Goal 1 - Please translate this sentence from the ownCloud delta-sync thread into Spanish: "Delta-sync requires another protocol extension."
Goal 2 - Gather every line of the rows that contains the string "concrete".

┌─ Document excerpt

This point should be an ownCloud priority, for sure ! Without this functionnality, the EE version is "just" the community one with more support ?

I remember hearing that owncloud wanted to keep the files stored on disk in their entirety. Is this (still) true? Because if so you could just generate a zsync signature file and a custom receiver that generated the entire file.

If the files are allowed to be broken up (maybe in a future version) then they can be chunked and a very efficient sync endpoint could be made.

What are the thoughts on this. I may consider working on this is my spare time.

@dragotin @danimo @MTRichards what’s the plan on this one? I know it’s a big one, but it’s requested very often and seems to be important to improve performance.

@jancborchardt As long as the server doesn't offer any delta syncs, we can't implement it.

@danimo Can you explain what you mean in a little more detail, please?

@LoZio Currently, we use WebDAV as the communication protocol with the server. Additionally, we can upload in chunks, but only if we transfer the entire file. Delta-sync requires another protocol extension. Also, we have no gurantee that the server is holding the hash-wise same file, since the server does not store file hashes.

└─
┌─ The records

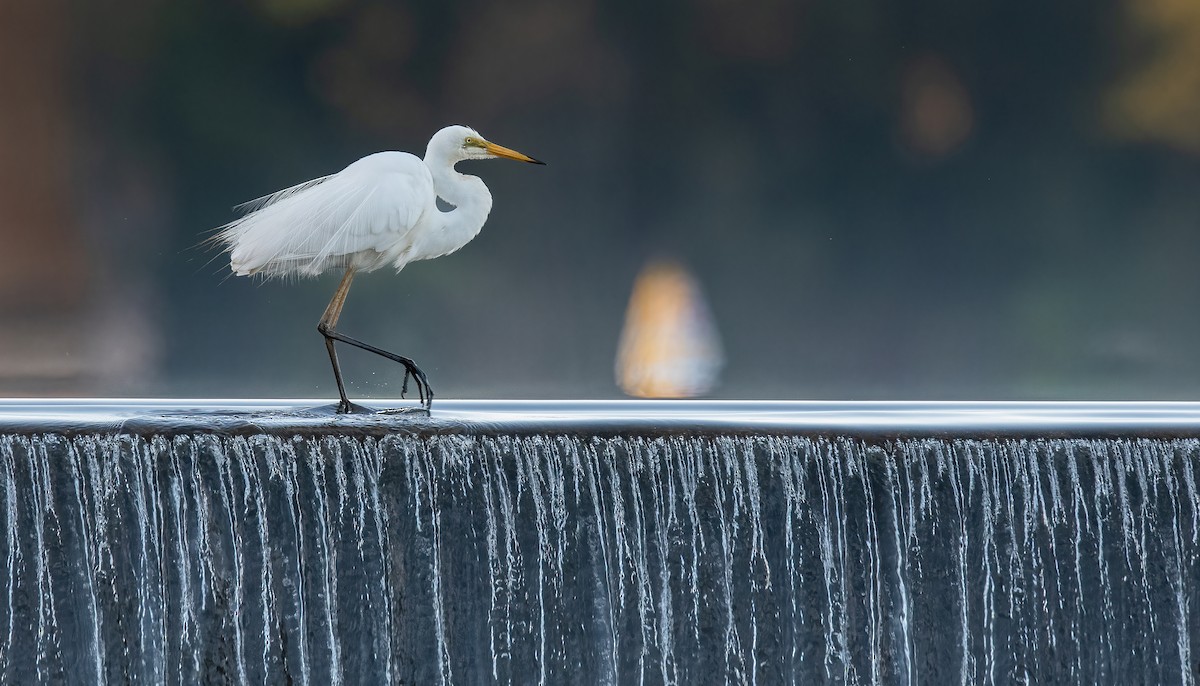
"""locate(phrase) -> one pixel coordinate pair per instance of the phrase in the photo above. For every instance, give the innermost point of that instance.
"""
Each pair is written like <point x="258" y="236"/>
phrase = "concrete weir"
<point x="683" y="542"/>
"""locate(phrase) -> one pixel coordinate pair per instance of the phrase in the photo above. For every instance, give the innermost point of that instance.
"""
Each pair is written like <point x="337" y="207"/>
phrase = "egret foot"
<point x="411" y="369"/>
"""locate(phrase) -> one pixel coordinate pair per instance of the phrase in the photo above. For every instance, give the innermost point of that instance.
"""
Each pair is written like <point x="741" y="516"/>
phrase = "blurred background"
<point x="861" y="198"/>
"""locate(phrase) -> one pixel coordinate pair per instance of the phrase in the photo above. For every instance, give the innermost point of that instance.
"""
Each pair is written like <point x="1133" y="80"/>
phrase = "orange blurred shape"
<point x="670" y="347"/>
<point x="936" y="116"/>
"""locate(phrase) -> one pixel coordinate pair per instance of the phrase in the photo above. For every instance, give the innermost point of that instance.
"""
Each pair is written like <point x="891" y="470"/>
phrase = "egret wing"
<point x="358" y="216"/>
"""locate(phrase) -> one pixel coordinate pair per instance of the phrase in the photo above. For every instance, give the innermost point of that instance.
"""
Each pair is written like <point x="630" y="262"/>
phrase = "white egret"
<point x="379" y="211"/>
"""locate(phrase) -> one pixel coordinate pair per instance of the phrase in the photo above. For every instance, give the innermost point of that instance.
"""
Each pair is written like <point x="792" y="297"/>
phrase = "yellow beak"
<point x="501" y="151"/>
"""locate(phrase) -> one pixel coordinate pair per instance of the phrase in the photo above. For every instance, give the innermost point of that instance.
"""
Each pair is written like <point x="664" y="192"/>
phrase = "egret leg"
<point x="328" y="328"/>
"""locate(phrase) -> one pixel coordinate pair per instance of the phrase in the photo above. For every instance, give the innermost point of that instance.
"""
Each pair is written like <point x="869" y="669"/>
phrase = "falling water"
<point x="670" y="559"/>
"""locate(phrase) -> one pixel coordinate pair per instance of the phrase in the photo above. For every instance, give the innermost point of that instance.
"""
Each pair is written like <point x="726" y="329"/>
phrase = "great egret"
<point x="379" y="211"/>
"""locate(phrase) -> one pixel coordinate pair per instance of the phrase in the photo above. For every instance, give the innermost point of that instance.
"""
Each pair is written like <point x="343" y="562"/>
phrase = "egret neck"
<point x="472" y="203"/>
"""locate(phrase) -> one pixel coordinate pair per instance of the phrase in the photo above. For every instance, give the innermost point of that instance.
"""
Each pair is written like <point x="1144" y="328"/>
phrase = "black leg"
<point x="411" y="369"/>
<point x="328" y="328"/>
<point x="343" y="405"/>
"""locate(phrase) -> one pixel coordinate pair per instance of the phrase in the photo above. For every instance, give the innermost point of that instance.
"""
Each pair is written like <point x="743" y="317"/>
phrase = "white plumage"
<point x="379" y="211"/>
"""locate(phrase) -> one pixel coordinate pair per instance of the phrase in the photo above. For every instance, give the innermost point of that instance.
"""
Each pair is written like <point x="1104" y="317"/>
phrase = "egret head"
<point x="457" y="143"/>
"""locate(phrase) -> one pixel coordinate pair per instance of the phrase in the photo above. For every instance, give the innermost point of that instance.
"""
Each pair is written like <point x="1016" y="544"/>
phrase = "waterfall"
<point x="558" y="558"/>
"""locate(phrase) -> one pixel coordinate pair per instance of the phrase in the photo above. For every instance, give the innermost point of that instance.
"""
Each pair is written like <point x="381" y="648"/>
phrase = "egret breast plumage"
<point x="381" y="211"/>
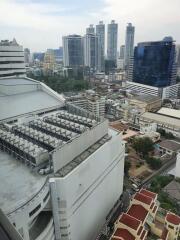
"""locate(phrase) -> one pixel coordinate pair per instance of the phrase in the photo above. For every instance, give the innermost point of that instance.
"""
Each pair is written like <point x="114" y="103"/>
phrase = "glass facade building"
<point x="73" y="51"/>
<point x="155" y="63"/>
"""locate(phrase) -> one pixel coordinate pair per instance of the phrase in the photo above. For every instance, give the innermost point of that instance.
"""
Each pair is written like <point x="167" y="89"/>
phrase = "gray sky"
<point x="40" y="24"/>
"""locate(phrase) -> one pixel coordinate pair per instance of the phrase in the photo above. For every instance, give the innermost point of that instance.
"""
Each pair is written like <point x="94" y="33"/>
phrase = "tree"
<point x="155" y="163"/>
<point x="127" y="166"/>
<point x="143" y="145"/>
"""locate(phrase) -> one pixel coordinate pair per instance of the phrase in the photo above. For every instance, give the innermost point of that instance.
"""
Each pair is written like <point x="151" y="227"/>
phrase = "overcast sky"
<point x="40" y="24"/>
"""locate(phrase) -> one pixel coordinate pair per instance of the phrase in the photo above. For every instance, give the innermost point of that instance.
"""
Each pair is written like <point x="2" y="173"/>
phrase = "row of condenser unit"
<point x="23" y="149"/>
<point x="76" y="118"/>
<point x="69" y="125"/>
<point x="42" y="139"/>
<point x="55" y="131"/>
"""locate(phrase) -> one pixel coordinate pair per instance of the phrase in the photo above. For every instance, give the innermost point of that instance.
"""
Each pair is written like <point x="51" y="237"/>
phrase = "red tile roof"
<point x="143" y="198"/>
<point x="172" y="218"/>
<point x="142" y="235"/>
<point x="140" y="230"/>
<point x="122" y="233"/>
<point x="138" y="212"/>
<point x="148" y="193"/>
<point x="155" y="208"/>
<point x="152" y="205"/>
<point x="129" y="221"/>
<point x="164" y="234"/>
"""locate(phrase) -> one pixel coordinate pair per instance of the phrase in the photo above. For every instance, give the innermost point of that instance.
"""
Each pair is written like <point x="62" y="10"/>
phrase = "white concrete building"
<point x="177" y="168"/>
<point x="61" y="168"/>
<point x="164" y="93"/>
<point x="11" y="59"/>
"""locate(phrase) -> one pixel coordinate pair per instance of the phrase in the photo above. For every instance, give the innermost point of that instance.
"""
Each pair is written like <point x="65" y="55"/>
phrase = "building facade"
<point x="129" y="44"/>
<point x="91" y="51"/>
<point x="100" y="32"/>
<point x="11" y="59"/>
<point x="155" y="63"/>
<point x="73" y="51"/>
<point x="63" y="160"/>
<point x="90" y="29"/>
<point x="112" y="39"/>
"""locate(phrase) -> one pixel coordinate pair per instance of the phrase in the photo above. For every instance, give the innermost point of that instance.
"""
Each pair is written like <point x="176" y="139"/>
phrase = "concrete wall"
<point x="68" y="152"/>
<point x="87" y="194"/>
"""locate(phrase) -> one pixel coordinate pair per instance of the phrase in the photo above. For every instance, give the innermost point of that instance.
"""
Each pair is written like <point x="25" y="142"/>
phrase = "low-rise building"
<point x="169" y="124"/>
<point x="147" y="103"/>
<point x="144" y="217"/>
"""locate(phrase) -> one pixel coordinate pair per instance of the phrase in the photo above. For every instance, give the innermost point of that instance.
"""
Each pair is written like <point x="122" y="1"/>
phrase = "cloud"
<point x="40" y="24"/>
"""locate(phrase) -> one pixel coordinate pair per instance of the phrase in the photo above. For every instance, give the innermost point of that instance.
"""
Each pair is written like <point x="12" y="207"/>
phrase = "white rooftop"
<point x="19" y="96"/>
<point x="17" y="183"/>
<point x="170" y="112"/>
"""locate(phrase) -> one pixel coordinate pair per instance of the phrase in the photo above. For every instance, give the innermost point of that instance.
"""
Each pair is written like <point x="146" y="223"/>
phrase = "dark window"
<point x="35" y="210"/>
<point x="46" y="197"/>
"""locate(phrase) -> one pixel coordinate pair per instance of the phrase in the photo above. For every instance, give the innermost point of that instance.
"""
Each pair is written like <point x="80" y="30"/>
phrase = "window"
<point x="46" y="197"/>
<point x="35" y="210"/>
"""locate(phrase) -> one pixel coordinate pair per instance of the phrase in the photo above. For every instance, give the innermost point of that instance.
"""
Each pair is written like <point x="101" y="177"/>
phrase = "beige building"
<point x="147" y="103"/>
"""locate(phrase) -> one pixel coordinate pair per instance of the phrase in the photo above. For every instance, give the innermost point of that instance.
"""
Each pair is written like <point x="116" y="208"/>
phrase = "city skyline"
<point x="31" y="21"/>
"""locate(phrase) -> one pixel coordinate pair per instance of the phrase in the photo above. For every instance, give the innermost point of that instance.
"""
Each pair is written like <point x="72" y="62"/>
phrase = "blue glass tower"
<point x="155" y="64"/>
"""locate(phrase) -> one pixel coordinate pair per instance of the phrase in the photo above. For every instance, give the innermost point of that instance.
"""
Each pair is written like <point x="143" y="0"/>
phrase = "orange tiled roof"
<point x="138" y="212"/>
<point x="143" y="198"/>
<point x="122" y="233"/>
<point x="172" y="218"/>
<point x="129" y="221"/>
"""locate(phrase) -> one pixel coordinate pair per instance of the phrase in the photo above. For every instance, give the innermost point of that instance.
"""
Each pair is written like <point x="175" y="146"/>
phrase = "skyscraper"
<point x="27" y="56"/>
<point x="155" y="63"/>
<point x="73" y="51"/>
<point x="120" y="60"/>
<point x="129" y="44"/>
<point x="100" y="32"/>
<point x="112" y="39"/>
<point x="11" y="59"/>
<point x="90" y="29"/>
<point x="91" y="51"/>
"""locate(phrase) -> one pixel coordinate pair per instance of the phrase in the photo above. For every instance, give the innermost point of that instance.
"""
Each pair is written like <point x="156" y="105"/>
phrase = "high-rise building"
<point x="27" y="56"/>
<point x="155" y="63"/>
<point x="112" y="39"/>
<point x="73" y="51"/>
<point x="11" y="59"/>
<point x="129" y="44"/>
<point x="120" y="60"/>
<point x="91" y="51"/>
<point x="49" y="62"/>
<point x="90" y="29"/>
<point x="100" y="32"/>
<point x="61" y="168"/>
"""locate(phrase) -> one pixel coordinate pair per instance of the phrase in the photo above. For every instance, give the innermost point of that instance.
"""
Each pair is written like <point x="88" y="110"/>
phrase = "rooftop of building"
<point x="138" y="212"/>
<point x="9" y="43"/>
<point x="123" y="234"/>
<point x="173" y="190"/>
<point x="129" y="221"/>
<point x="146" y="98"/>
<point x="17" y="183"/>
<point x="170" y="145"/>
<point x="170" y="112"/>
<point x="143" y="198"/>
<point x="172" y="218"/>
<point x="24" y="96"/>
<point x="31" y="133"/>
<point x="161" y="119"/>
<point x="148" y="193"/>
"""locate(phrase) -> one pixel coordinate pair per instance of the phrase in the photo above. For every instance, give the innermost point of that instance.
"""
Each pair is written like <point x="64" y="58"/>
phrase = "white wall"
<point x="88" y="193"/>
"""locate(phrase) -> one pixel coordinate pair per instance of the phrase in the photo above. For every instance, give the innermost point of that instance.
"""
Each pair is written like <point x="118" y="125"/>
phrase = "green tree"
<point x="143" y="145"/>
<point x="155" y="163"/>
<point x="127" y="166"/>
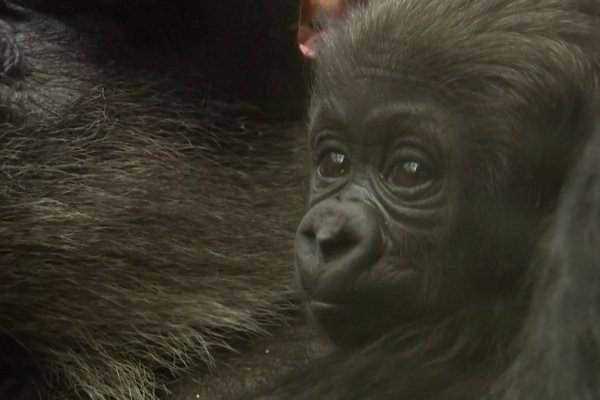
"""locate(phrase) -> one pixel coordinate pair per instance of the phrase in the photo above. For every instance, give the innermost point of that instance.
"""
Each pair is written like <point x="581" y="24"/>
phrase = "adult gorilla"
<point x="450" y="248"/>
<point x="145" y="225"/>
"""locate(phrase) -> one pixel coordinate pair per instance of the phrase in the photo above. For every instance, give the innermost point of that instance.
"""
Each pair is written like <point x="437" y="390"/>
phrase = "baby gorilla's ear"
<point x="314" y="15"/>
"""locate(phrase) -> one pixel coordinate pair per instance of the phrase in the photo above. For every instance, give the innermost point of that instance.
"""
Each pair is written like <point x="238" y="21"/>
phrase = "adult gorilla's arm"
<point x="560" y="356"/>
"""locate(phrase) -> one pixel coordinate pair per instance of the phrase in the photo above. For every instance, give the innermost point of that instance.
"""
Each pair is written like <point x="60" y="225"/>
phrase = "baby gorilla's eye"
<point x="411" y="174"/>
<point x="333" y="164"/>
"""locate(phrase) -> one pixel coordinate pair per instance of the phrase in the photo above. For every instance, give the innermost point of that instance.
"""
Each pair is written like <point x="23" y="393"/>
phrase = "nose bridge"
<point x="357" y="191"/>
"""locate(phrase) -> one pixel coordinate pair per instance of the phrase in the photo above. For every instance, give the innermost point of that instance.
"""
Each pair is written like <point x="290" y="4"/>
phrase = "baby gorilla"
<point x="442" y="136"/>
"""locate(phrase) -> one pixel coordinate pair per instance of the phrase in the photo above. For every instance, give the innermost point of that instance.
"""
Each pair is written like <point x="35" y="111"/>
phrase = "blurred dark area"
<point x="245" y="48"/>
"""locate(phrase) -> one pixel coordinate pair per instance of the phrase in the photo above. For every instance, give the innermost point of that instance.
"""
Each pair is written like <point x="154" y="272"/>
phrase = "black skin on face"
<point x="443" y="137"/>
<point x="379" y="178"/>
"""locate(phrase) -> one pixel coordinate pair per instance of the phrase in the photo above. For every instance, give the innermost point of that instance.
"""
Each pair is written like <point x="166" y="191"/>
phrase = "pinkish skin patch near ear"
<point x="310" y="32"/>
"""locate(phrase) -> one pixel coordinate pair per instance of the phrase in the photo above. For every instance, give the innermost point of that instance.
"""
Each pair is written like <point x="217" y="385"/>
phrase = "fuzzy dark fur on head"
<point x="144" y="224"/>
<point x="424" y="277"/>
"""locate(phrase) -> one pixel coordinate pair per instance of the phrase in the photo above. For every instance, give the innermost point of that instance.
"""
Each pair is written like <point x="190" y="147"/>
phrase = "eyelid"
<point x="404" y="150"/>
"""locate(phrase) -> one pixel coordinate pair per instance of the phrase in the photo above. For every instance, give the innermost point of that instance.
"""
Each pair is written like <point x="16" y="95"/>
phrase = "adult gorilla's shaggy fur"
<point x="144" y="224"/>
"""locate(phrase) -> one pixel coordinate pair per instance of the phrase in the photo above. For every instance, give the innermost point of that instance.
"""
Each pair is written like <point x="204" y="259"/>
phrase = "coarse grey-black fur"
<point x="145" y="225"/>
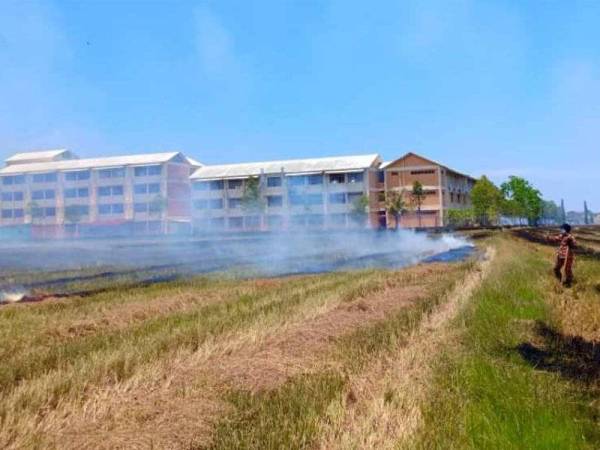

└─

Result 1 - La sincronización delta requiere otra extensión del protocolo.

Result 2 -
phrase = "concrete weir"
phrase = "white concrete building"
phrase = "concrete wall"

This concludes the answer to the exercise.